PROVIDED PASSAGE:

----

“Sit up straight, put your shoulders back, stop slouching.” We’ve all heard it before--from our parents, from our doctors; there’s no doubt that people know posture is important.
But in everyday life, you’ve probably never heard someone comment on your breathing pattern. Most people don’t give much thought to their breathing; it goes on in the background completely independent of conscious thought, but it’s one of the most important processes that happens in our body.
And we’ve always known that breathing is important--we couldn’t survive without it--but aside from patients with respiratory conditions, the medical community hasn’t paid much attention to breathing for the average patient. Unconscious breathing patterns have been considered sufficient and normal.
Research is beginning to reveal that breathing is something everyone should be paying more attention to! There are important connections between poor breathing--from respiratory disorders, sleep apnea, and open mouth breathing--and processes of disease development. There are also clear connections between the practice of diaphragmatic breathing and positive benefits--like reduction in stress, negative affect (bad feelings), and anxiety.

----

ASSIGNMENT: Reproduce word for word everything in the breathing passage from "Research is beginning" down to "feelings), and anxiety.".

PROVIDED RECORDS:
----

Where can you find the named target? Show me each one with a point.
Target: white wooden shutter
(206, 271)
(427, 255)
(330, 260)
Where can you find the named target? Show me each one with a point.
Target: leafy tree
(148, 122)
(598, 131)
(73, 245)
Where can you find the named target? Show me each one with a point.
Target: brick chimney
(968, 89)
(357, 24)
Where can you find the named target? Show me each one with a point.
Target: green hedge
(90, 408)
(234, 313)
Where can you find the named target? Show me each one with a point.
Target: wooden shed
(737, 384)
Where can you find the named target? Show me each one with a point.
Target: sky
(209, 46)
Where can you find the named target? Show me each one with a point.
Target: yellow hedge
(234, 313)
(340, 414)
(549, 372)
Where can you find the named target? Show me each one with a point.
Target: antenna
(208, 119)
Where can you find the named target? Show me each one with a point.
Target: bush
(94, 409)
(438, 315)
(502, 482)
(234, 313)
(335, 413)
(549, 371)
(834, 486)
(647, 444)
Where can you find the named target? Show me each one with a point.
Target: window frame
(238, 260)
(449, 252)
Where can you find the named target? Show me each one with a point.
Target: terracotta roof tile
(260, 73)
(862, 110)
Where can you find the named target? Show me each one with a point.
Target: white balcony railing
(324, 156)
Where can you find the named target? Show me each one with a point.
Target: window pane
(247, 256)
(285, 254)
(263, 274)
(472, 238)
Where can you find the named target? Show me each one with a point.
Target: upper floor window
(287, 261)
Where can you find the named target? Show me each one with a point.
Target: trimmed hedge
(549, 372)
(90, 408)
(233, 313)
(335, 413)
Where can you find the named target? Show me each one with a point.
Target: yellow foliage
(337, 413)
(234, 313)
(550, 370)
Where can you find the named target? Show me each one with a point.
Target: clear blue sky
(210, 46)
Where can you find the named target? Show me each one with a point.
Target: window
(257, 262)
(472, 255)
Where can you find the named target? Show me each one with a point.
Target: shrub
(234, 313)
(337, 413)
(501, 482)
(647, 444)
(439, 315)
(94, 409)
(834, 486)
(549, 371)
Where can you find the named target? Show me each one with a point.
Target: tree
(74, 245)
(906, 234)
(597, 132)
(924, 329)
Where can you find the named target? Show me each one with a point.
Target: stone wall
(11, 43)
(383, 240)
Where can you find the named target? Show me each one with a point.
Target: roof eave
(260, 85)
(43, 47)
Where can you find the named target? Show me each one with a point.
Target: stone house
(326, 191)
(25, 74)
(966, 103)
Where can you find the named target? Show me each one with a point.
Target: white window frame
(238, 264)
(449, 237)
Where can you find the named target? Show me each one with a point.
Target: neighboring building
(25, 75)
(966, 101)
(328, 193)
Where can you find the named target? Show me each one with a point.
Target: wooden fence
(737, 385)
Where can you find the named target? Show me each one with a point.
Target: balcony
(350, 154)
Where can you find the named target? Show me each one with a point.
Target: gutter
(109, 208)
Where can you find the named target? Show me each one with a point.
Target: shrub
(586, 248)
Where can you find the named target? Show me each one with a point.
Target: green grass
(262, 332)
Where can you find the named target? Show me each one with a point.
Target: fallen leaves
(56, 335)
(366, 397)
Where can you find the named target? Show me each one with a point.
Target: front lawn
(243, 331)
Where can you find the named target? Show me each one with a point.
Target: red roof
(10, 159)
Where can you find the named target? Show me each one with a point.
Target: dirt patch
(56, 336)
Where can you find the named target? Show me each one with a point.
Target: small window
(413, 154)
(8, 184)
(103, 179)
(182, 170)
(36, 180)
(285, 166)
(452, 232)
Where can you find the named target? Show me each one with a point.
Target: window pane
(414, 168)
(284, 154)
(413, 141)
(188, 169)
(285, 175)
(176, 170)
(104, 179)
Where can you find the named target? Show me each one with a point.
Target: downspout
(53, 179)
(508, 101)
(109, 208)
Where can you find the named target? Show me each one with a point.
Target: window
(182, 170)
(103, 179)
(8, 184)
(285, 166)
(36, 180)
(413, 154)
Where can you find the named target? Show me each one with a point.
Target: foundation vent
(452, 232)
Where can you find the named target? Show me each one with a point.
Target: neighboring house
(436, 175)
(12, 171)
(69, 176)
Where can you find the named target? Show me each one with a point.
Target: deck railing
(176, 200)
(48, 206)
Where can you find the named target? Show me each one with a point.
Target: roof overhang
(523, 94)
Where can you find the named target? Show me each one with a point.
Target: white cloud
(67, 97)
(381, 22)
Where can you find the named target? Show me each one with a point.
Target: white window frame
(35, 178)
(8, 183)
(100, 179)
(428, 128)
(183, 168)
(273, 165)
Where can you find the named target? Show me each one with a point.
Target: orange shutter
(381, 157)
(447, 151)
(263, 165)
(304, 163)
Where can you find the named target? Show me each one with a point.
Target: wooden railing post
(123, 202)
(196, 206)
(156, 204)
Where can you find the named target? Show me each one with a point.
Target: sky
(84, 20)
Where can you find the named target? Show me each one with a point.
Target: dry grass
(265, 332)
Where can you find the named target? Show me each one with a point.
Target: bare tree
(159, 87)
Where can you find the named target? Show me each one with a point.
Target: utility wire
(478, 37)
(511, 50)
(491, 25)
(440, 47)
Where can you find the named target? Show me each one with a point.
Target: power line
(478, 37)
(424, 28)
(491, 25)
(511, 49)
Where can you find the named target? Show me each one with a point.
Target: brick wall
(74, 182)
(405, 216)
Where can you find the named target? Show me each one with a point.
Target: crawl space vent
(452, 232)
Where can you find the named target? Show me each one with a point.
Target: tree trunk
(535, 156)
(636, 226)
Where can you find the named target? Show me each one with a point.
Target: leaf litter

----

REPLY:
Research is beginning to reveal that breathing is something everyone should be paying more attention to! There are important connections between poor breathing--from respiratory disorders, sleep apnea, and open mouth breathing--and processes of disease development. There are also clear connections between the practice of diaphragmatic breathing and positive benefits--like reduction in stress, negative affect (bad feelings), and anxiety.